**EXERCISE INSTRUCTIONS**
Count the lines in the records below that contain the string "motorway", matching case exactly. Reply with the number alone.

- - -

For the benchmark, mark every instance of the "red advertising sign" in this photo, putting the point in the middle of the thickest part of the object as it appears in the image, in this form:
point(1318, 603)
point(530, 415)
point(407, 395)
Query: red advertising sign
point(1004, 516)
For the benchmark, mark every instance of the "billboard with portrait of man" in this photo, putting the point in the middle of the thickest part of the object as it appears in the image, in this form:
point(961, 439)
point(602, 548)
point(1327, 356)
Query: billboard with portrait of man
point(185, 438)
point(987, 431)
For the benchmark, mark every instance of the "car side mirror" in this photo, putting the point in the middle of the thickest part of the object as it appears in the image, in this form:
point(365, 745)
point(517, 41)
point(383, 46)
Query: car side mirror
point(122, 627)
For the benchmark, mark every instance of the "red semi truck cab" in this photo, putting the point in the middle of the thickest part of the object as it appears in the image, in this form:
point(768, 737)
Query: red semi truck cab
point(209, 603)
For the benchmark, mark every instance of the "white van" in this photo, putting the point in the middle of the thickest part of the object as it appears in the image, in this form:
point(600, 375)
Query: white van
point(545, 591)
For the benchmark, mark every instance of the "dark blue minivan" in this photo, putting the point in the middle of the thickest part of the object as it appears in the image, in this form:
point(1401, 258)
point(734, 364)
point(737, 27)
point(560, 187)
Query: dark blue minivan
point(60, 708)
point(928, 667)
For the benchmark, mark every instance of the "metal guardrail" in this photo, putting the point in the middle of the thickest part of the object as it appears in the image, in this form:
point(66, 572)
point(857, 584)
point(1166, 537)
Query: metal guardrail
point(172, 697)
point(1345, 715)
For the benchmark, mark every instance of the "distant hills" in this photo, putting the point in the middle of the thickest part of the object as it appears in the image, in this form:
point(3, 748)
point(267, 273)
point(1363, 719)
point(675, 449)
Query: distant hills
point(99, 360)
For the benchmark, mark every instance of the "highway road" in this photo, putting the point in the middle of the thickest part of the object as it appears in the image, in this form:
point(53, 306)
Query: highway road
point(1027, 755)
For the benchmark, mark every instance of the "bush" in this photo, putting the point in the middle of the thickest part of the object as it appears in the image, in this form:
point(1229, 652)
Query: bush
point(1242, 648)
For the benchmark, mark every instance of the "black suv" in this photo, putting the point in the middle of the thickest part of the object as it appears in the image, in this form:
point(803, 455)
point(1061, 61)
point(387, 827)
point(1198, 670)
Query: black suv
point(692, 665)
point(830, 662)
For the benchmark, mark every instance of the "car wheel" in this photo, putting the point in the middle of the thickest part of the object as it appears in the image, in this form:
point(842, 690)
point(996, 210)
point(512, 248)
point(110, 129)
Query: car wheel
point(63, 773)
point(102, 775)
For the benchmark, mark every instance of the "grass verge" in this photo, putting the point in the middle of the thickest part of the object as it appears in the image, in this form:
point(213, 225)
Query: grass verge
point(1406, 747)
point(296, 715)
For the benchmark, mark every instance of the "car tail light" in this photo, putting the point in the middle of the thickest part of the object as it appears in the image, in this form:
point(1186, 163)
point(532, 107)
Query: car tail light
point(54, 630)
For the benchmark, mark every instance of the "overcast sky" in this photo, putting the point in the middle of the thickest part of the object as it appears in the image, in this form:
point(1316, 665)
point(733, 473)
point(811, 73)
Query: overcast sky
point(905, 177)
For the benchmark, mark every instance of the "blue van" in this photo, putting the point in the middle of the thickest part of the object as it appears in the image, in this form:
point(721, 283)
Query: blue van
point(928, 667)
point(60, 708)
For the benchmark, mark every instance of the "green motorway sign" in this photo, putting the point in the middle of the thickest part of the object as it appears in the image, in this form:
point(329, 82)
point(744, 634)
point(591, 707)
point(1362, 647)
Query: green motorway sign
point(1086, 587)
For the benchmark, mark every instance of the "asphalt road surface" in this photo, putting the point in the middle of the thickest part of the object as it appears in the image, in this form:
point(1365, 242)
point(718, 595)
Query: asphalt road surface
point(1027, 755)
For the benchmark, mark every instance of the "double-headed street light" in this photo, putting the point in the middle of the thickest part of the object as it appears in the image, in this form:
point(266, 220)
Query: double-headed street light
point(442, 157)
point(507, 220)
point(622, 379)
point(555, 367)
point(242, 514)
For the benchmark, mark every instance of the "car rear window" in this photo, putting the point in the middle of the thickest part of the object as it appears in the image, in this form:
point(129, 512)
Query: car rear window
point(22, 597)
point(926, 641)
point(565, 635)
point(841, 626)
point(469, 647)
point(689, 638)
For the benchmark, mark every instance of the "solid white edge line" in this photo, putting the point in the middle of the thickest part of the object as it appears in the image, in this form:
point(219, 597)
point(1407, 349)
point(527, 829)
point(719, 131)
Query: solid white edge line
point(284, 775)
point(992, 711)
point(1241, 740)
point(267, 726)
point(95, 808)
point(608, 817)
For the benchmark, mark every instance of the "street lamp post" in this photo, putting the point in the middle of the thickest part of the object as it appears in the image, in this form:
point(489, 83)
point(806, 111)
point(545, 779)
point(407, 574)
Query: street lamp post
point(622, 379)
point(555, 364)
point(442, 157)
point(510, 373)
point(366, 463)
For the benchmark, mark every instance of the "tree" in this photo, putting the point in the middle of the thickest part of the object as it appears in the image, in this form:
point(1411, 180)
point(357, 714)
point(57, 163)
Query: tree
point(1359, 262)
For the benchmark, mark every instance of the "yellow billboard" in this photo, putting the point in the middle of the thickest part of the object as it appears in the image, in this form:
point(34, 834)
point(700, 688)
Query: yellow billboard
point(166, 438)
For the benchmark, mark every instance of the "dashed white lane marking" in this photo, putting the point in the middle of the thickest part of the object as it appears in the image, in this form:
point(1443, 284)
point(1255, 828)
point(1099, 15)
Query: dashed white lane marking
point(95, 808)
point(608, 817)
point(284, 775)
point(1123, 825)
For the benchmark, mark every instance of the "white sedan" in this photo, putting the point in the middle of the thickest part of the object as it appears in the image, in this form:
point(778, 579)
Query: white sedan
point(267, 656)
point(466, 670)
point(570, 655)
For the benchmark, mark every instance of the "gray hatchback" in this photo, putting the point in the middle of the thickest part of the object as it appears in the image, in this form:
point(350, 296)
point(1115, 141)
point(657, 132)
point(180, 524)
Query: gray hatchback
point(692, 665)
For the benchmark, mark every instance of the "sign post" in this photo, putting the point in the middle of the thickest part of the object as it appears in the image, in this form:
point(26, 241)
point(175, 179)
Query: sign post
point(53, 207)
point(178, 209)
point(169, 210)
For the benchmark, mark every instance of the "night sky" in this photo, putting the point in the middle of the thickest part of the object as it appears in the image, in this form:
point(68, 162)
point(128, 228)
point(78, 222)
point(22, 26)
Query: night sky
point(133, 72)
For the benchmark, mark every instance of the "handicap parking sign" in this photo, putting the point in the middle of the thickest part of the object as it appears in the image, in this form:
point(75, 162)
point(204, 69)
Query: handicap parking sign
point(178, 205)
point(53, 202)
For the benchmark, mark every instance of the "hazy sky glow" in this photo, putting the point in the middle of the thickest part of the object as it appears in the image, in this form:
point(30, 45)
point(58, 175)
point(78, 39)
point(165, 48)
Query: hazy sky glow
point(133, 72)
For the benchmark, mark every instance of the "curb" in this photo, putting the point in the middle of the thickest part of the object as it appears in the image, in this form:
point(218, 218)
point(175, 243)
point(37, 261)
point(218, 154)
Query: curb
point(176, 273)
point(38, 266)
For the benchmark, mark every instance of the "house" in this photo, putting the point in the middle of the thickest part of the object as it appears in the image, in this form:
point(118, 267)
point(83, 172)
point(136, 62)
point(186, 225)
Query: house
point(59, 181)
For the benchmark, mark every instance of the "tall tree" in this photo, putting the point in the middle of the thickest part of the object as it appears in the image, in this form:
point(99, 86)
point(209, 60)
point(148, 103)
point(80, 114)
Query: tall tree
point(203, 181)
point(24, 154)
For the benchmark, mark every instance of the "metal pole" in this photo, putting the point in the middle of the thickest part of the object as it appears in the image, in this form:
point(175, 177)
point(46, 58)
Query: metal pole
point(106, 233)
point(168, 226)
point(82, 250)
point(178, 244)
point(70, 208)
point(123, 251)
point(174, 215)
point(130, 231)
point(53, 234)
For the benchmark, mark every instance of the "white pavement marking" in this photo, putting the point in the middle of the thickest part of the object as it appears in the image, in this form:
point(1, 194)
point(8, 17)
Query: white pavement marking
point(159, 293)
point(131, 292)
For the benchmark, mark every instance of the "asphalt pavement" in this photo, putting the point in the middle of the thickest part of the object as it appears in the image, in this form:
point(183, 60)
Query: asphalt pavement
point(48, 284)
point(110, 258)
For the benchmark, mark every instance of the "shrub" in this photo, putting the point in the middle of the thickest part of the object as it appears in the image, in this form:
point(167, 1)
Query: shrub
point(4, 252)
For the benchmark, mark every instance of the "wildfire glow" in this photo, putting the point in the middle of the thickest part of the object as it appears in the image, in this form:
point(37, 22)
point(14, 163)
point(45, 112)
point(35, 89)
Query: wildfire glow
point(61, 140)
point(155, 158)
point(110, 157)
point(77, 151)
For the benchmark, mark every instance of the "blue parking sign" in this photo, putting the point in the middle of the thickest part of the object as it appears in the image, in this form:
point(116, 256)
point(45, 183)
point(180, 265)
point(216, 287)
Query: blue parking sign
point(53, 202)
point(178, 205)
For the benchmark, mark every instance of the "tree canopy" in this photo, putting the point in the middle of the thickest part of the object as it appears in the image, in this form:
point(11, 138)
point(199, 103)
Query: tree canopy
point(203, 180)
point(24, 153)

- - -

**ANSWER TO THE PROBLEM**
2